- **TASK INSTRUCTIONS**:
Each line below that holds the string "fingers" counts once; report the total and nothing else.

- **DATA SHOWN**:
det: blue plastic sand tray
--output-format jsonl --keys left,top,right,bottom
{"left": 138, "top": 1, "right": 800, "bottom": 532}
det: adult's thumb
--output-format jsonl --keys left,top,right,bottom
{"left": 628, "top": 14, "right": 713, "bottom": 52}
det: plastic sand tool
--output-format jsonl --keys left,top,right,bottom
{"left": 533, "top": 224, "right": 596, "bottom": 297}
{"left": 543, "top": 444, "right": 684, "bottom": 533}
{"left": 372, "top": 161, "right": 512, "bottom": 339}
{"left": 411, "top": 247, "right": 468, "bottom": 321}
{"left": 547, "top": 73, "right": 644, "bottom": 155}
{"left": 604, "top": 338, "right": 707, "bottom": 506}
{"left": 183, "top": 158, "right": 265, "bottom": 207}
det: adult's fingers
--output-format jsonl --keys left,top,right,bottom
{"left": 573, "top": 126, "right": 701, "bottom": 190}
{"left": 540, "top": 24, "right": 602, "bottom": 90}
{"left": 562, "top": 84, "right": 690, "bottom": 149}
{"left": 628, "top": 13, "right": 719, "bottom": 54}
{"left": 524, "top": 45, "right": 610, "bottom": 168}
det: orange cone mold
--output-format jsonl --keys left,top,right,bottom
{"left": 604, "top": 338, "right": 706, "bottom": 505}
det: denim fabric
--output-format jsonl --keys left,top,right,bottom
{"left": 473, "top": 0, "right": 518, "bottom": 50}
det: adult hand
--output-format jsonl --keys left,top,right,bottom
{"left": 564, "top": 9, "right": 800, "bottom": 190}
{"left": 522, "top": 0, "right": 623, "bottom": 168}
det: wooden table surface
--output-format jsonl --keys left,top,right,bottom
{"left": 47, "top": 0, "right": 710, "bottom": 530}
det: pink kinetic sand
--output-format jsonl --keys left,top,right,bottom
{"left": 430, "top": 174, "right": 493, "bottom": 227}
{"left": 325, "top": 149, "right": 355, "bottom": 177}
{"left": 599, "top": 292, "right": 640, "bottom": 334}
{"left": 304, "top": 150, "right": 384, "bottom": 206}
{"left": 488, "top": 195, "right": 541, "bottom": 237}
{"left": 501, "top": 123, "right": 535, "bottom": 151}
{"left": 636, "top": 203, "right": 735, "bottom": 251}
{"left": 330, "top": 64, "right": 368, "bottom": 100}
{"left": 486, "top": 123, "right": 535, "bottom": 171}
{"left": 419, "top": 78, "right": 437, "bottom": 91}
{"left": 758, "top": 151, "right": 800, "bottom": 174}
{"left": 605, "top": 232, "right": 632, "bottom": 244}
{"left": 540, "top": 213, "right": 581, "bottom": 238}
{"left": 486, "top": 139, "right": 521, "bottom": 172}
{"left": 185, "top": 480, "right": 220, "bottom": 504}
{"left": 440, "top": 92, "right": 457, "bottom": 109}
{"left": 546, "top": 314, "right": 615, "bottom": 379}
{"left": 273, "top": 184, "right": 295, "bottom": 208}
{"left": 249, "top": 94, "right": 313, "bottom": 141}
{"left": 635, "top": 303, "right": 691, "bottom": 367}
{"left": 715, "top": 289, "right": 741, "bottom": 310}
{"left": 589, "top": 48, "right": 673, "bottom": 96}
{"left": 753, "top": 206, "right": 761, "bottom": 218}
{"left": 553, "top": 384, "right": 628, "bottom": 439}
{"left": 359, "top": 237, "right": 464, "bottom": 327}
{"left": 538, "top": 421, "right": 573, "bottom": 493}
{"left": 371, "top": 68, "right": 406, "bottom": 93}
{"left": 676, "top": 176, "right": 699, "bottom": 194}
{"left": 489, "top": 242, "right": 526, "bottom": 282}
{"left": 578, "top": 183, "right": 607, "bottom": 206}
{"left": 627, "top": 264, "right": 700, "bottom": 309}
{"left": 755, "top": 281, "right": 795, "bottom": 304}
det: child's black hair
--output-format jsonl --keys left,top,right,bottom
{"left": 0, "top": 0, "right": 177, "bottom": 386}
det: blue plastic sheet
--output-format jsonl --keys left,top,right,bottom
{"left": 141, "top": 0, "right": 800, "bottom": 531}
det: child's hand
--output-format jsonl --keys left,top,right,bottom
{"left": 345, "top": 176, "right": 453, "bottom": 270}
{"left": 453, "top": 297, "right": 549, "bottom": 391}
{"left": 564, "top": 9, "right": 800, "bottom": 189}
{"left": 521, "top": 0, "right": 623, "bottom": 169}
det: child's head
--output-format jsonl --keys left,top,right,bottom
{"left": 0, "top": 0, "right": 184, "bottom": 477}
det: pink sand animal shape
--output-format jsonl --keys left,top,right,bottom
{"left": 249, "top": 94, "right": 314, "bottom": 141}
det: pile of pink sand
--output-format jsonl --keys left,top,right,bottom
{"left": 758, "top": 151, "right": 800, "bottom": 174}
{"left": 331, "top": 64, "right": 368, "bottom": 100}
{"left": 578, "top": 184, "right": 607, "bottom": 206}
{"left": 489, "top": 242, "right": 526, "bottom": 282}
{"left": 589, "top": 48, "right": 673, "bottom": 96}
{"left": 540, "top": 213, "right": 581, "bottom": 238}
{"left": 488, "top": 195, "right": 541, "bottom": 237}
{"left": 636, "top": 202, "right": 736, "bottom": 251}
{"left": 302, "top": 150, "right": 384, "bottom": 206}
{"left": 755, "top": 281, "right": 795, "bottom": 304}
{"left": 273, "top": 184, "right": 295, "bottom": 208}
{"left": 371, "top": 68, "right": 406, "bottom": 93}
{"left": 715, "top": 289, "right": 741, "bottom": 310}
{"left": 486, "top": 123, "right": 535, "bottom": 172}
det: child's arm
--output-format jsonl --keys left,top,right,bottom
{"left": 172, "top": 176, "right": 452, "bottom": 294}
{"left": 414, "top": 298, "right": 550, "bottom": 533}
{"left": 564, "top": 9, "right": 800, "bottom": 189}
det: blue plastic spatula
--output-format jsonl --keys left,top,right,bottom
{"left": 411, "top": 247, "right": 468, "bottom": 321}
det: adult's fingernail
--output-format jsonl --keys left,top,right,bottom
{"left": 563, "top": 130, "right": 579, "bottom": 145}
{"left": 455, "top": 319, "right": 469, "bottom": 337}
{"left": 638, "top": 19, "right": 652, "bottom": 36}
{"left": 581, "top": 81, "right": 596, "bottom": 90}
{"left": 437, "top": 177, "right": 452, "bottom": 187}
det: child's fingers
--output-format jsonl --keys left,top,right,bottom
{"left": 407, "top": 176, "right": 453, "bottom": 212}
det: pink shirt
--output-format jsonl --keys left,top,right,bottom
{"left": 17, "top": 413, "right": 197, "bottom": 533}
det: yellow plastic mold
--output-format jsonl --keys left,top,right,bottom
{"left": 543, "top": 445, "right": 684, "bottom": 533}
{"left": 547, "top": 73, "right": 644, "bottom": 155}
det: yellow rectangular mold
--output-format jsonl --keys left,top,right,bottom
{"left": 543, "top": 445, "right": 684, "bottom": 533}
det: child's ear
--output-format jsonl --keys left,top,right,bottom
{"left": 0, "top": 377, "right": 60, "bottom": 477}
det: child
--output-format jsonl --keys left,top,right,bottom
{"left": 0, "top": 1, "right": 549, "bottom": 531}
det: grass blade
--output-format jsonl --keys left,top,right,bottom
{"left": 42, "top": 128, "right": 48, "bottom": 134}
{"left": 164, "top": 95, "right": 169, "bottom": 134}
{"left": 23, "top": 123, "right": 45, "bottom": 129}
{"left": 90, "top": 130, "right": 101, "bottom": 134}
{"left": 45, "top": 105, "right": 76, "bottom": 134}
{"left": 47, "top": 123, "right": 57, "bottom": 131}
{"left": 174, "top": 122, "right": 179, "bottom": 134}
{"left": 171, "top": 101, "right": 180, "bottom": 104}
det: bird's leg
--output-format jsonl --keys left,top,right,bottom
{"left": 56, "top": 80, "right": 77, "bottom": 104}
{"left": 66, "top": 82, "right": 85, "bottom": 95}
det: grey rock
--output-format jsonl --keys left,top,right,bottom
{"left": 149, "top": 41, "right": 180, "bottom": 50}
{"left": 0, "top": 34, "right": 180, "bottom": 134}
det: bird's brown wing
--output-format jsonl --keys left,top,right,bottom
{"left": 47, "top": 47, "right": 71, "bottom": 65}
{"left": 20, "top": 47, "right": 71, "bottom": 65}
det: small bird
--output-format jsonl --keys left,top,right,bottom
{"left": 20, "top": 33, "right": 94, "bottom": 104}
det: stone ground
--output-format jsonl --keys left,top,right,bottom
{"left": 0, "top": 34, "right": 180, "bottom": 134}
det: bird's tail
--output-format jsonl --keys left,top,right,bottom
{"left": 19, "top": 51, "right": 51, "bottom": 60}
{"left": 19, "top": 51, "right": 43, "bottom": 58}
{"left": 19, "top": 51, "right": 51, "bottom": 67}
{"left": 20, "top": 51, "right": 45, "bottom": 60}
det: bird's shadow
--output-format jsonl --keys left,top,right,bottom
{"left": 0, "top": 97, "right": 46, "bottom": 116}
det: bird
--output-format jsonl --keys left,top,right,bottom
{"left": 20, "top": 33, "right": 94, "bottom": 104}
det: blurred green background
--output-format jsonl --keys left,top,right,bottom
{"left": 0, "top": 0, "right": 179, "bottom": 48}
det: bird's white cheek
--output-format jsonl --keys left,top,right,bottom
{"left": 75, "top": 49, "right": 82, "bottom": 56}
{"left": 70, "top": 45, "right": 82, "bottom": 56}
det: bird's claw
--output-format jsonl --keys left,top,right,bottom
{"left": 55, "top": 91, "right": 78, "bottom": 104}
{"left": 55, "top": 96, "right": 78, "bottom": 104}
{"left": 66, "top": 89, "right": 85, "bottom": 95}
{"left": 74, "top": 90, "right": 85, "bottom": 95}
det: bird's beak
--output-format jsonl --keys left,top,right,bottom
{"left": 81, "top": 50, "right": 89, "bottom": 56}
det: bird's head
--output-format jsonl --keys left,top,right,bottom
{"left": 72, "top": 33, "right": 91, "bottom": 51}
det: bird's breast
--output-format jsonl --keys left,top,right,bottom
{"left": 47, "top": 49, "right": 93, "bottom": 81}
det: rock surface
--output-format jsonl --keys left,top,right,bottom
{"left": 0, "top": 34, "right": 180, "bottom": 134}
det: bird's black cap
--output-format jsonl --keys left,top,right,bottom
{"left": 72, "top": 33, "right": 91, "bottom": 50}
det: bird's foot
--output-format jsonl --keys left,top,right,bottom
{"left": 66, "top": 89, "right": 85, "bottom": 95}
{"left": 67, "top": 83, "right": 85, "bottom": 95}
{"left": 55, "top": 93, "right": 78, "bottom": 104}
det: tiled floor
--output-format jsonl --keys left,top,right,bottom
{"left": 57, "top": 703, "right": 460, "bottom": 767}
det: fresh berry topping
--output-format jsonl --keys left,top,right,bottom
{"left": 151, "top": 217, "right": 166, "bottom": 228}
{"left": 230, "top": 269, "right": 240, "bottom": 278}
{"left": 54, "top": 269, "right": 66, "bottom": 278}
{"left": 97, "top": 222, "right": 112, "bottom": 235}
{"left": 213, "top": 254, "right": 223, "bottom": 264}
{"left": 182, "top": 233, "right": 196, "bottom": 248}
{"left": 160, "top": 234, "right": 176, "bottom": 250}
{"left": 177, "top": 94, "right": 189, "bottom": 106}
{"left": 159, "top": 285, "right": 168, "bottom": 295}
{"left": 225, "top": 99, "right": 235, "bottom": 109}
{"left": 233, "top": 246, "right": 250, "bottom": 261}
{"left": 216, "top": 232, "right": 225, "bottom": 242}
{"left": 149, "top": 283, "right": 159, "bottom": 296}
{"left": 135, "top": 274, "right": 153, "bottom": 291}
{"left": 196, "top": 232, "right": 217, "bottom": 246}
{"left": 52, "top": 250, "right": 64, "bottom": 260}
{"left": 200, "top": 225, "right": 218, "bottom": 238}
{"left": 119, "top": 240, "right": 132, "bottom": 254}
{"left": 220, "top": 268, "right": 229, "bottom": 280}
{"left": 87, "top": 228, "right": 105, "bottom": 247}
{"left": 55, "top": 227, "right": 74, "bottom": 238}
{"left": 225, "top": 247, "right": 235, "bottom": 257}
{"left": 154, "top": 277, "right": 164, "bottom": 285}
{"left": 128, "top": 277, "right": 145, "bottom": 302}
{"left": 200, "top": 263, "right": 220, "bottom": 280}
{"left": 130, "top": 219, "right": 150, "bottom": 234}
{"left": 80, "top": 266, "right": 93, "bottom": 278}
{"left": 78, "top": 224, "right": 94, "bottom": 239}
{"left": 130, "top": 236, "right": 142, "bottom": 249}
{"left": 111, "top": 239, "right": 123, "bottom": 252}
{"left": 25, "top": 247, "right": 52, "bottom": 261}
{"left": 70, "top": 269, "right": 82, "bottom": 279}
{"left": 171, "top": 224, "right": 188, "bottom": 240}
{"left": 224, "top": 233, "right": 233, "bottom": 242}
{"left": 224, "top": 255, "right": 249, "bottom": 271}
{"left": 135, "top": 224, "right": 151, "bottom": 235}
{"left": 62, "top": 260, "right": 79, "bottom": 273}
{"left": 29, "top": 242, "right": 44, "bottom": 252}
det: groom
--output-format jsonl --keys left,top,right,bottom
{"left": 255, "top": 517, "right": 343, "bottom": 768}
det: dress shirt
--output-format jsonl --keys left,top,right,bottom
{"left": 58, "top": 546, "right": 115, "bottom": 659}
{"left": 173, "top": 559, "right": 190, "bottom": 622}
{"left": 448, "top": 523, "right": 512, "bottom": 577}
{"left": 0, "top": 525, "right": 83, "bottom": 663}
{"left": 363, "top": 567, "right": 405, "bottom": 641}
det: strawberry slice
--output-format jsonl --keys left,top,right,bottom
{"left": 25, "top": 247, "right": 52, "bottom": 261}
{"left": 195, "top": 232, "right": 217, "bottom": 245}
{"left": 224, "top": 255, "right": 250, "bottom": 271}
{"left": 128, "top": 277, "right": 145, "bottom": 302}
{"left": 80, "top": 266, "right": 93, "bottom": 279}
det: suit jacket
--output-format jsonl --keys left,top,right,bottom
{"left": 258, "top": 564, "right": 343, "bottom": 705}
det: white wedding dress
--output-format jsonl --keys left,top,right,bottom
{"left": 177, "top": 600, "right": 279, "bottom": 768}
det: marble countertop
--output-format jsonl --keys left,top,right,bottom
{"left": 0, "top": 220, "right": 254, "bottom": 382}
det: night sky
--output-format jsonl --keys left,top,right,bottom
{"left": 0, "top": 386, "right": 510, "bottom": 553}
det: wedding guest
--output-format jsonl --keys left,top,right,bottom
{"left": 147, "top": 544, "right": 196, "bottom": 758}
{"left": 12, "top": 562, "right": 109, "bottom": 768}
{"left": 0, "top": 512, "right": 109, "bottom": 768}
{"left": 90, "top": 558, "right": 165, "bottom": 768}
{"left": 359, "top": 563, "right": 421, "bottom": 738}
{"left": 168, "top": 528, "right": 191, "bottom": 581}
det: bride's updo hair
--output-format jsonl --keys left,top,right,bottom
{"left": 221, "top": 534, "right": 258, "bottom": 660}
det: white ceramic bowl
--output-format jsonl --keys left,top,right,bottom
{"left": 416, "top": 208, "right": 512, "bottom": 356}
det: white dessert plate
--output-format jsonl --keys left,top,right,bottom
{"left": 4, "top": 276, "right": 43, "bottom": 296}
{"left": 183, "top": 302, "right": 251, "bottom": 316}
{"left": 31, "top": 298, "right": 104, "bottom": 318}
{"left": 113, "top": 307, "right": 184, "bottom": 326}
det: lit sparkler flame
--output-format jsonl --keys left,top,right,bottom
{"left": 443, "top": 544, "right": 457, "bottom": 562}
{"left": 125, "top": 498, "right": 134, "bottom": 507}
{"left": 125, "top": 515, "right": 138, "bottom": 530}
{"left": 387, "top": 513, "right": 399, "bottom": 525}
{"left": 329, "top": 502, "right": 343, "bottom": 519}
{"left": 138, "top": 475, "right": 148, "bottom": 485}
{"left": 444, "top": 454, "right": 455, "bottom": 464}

- **WRITTEN RESPONSE**:
2